*Records provided*:
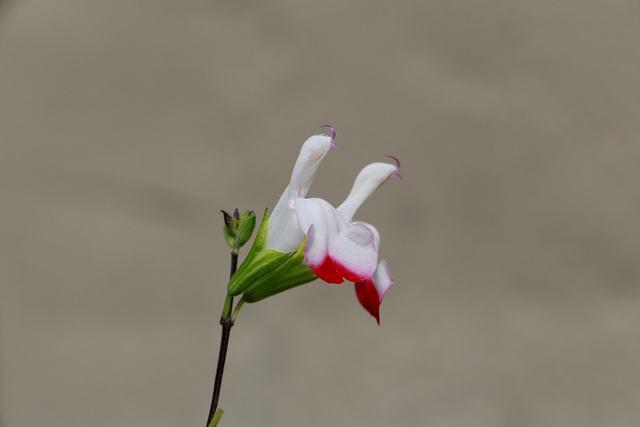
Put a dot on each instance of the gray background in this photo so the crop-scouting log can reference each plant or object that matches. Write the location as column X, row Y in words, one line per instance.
column 127, row 125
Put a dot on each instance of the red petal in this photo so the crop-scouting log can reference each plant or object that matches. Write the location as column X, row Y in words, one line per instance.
column 368, row 297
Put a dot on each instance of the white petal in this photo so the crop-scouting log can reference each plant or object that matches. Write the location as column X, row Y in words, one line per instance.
column 367, row 181
column 336, row 250
column 382, row 279
column 284, row 233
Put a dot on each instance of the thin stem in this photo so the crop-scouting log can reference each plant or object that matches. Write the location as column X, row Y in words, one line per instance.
column 226, row 323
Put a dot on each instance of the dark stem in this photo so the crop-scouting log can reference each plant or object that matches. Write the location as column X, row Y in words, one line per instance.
column 226, row 323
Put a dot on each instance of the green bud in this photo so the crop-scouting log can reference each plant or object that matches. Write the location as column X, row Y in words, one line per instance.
column 247, row 223
column 259, row 261
column 229, row 229
column 238, row 229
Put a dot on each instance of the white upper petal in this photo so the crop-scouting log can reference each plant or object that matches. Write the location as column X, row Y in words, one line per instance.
column 284, row 233
column 367, row 181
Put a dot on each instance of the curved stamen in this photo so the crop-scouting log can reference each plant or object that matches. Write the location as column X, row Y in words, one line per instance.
column 396, row 174
column 333, row 138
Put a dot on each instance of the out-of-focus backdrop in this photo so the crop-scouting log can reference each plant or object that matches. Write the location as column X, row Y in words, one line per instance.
column 126, row 126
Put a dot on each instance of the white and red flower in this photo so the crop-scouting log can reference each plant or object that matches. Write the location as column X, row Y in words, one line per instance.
column 337, row 248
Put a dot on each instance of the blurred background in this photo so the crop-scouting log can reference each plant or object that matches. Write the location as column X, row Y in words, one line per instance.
column 126, row 126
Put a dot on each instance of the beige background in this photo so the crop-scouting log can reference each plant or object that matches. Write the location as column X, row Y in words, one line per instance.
column 127, row 125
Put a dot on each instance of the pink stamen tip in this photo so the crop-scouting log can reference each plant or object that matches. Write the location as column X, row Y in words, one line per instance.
column 396, row 174
column 333, row 138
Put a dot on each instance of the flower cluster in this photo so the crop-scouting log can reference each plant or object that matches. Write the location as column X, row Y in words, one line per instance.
column 308, row 238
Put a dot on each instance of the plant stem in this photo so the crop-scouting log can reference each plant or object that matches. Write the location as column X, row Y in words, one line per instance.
column 226, row 323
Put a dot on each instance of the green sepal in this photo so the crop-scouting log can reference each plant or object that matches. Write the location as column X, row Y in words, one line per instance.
column 290, row 274
column 259, row 261
column 238, row 229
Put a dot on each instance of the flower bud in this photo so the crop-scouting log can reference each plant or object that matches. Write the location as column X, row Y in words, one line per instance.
column 259, row 262
column 238, row 229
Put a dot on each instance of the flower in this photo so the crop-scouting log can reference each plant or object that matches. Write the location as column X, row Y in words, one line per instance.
column 280, row 235
column 339, row 248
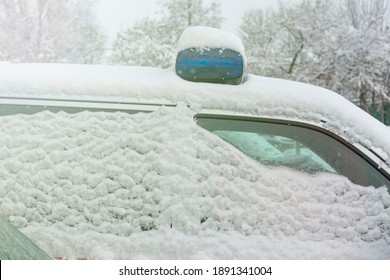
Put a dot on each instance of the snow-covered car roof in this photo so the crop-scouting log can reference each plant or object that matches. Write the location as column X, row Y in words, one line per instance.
column 256, row 96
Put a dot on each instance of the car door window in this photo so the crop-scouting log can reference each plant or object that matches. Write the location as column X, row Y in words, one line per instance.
column 297, row 146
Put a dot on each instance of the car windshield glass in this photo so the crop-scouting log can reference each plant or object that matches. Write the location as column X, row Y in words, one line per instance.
column 303, row 148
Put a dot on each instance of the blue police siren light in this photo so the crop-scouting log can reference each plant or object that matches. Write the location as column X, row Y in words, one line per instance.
column 210, row 65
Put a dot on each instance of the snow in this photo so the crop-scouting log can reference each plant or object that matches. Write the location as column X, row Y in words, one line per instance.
column 208, row 37
column 156, row 186
column 257, row 96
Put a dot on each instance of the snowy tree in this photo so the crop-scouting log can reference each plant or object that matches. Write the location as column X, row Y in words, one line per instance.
column 152, row 42
column 49, row 31
column 344, row 46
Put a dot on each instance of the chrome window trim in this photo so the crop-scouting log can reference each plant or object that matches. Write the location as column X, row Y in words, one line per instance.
column 370, row 157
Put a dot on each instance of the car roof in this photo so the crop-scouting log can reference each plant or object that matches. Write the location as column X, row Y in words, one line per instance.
column 256, row 96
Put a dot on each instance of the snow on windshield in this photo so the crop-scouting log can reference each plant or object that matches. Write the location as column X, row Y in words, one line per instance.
column 258, row 96
column 118, row 186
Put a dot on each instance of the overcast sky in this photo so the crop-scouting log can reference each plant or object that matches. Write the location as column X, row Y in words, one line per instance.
column 116, row 15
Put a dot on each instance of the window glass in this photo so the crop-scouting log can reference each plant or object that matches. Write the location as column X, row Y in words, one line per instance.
column 300, row 147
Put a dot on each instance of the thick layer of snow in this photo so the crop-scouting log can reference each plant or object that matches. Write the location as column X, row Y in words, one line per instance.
column 258, row 96
column 208, row 37
column 119, row 186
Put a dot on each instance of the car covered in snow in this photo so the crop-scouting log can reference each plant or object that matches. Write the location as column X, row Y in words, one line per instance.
column 198, row 161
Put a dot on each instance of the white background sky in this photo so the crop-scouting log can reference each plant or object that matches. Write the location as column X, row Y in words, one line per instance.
column 117, row 15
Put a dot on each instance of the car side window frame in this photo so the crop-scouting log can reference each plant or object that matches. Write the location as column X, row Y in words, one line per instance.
column 226, row 122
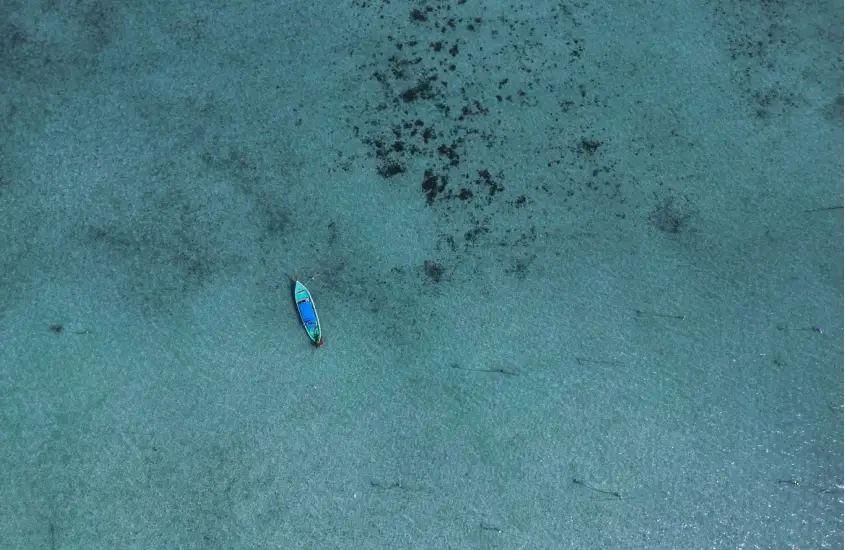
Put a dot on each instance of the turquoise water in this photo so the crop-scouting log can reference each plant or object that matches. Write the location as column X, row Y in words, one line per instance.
column 578, row 267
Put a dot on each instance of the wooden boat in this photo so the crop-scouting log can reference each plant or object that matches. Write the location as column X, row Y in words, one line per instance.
column 308, row 313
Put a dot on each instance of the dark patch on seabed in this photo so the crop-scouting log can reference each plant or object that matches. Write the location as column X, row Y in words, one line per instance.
column 436, row 120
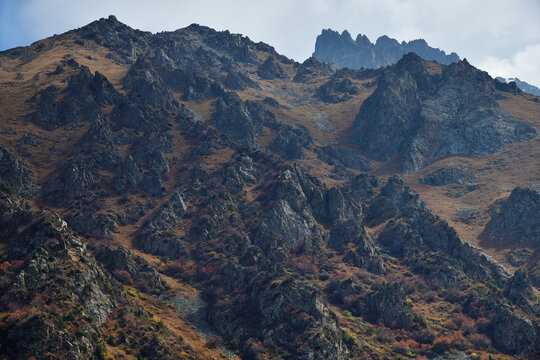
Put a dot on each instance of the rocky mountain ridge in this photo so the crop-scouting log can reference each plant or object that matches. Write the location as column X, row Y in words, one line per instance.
column 342, row 50
column 199, row 164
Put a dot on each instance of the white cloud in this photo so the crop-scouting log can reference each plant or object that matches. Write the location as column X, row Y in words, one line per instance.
column 484, row 31
column 523, row 64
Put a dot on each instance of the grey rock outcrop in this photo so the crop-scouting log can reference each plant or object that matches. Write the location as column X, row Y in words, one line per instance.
column 241, row 121
column 14, row 175
column 420, row 118
column 512, row 332
column 312, row 69
column 278, row 302
column 82, row 100
column 446, row 175
column 271, row 69
column 343, row 51
column 72, row 182
column 507, row 225
column 337, row 90
column 158, row 235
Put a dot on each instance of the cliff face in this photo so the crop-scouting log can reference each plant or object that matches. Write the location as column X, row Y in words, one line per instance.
column 193, row 194
column 343, row 51
column 420, row 117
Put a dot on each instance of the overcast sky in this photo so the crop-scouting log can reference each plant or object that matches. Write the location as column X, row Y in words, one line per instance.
column 499, row 36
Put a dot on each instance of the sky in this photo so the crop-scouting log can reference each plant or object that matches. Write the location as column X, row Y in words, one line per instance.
column 501, row 37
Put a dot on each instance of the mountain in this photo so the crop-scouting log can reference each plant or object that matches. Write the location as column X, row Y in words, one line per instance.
column 342, row 50
column 196, row 195
column 524, row 86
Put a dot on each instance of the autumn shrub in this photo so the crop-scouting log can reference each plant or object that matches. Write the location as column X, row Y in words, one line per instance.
column 480, row 341
column 426, row 336
column 446, row 343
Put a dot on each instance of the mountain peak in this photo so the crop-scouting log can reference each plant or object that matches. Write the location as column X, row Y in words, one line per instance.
column 342, row 51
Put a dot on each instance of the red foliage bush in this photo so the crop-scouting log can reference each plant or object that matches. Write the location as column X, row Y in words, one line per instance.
column 480, row 341
column 446, row 343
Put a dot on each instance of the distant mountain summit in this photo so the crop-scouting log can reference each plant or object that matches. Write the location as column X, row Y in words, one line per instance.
column 343, row 51
column 523, row 85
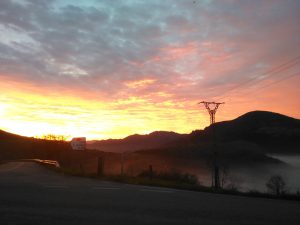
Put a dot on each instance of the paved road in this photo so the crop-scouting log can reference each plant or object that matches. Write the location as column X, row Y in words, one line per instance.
column 31, row 194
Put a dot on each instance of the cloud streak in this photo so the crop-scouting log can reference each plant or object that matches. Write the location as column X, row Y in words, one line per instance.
column 149, row 56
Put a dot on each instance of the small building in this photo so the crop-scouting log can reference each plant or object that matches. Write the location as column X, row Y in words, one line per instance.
column 78, row 143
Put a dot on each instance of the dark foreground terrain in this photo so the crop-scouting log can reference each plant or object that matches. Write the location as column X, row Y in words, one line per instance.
column 31, row 194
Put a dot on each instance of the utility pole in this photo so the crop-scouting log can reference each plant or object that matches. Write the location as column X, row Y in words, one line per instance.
column 212, row 108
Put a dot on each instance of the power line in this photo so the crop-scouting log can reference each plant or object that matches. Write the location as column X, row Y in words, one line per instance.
column 282, row 67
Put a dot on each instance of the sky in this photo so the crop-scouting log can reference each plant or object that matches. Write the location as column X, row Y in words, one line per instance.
column 110, row 68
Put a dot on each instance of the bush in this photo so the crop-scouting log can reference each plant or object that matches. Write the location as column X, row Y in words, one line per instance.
column 171, row 176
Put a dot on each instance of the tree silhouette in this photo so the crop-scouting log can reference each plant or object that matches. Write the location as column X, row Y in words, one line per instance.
column 276, row 185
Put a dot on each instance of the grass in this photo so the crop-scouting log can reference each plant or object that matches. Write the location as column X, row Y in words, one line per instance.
column 172, row 179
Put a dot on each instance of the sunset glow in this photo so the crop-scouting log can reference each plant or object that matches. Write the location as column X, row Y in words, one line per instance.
column 108, row 69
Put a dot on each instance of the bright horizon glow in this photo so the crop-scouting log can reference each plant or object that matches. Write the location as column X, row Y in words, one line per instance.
column 109, row 69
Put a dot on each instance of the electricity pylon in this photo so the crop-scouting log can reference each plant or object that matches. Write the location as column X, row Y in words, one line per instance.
column 212, row 108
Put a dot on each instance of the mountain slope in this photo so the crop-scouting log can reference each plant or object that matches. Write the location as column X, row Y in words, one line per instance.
column 268, row 131
column 136, row 142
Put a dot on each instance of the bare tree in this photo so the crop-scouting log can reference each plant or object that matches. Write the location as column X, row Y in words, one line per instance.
column 276, row 185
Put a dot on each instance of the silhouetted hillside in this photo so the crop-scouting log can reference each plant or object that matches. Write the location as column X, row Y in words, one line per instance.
column 260, row 131
column 136, row 142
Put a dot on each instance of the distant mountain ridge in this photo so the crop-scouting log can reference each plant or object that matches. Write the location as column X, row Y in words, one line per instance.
column 261, row 128
column 136, row 142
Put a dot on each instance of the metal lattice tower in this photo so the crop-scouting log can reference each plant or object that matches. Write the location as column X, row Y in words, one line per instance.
column 212, row 108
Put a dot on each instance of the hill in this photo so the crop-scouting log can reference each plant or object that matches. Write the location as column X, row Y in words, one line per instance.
column 257, row 131
column 137, row 142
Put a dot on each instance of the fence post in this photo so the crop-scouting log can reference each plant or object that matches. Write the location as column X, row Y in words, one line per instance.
column 150, row 172
column 100, row 166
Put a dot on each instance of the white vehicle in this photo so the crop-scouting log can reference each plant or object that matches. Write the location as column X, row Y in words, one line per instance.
column 78, row 143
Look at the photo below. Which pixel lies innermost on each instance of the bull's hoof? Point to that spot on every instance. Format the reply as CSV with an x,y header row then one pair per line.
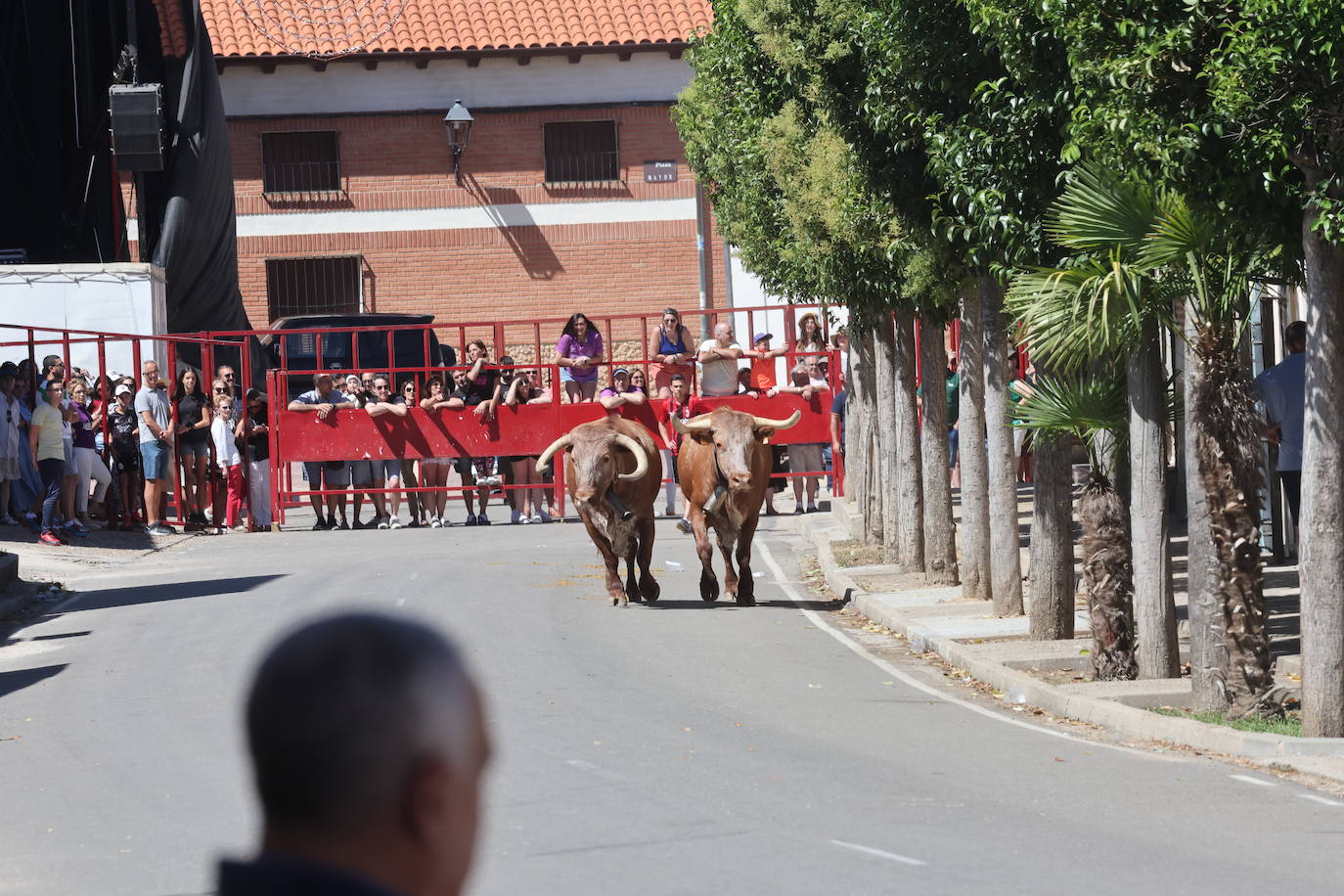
x,y
650,589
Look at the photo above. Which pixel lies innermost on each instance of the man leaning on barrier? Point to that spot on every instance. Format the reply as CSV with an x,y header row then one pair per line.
x,y
369,747
333,475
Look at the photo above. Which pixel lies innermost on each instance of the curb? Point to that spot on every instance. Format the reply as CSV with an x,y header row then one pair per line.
x,y
1127,720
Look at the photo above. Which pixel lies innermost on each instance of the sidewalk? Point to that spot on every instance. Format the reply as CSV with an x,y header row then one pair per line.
x,y
996,651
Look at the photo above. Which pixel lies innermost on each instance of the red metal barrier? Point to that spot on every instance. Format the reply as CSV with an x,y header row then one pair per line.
x,y
523,430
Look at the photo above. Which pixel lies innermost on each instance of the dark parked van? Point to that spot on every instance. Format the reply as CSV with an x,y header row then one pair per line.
x,y
337,349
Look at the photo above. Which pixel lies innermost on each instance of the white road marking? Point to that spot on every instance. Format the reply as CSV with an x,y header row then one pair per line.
x,y
1324,801
1247,780
879,853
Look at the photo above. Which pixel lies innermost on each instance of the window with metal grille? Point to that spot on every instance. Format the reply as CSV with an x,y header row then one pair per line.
x,y
304,161
313,285
581,152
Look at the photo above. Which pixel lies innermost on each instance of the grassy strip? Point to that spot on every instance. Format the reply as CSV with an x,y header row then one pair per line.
x,y
854,554
1289,726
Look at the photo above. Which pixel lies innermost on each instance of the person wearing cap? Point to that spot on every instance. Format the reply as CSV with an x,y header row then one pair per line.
x,y
46,438
620,392
125,452
331,475
762,363
157,439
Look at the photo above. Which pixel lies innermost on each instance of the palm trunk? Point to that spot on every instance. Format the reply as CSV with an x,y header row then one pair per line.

*Required action*:
Repeat word for word each line from the one with "the white road" to the end of the records above, inclusive.

*Response area*:
Look at the photo above. Which pixel lies innermost on each instance of the white road marking? Point to that spot on every instance. Format the reply as CSV with an x,y header row then one pair per line.
x,y
1324,801
1247,780
879,853
Look at the photo above. Which pixel lies innermost on each instance of the window with metal grille? Point to that spot on every instance. Format the reply as CSV with an x,y header row then one pair per line.
x,y
304,161
313,285
581,152
Look at the photo above. Which pixel lies innermost on each instance of the grassy strip? Point to that spot on every instance. Format the reply as CSV with an x,y header row then one pair per line.
x,y
854,554
1289,726
Look at the photo above. Which pixel lies innermost on each instance of the person wearing cap? Point to that spot on every instance. Format the reply as CSV with an x,y header row then one pair per line.
x,y
46,438
620,392
125,452
331,475
762,363
157,439
Look at the photo above. Which pixel lies innermost on each instance of the palm trunk? Point to that spot on every instance. Format the reply as CSV with an x,y header row then one pair per line.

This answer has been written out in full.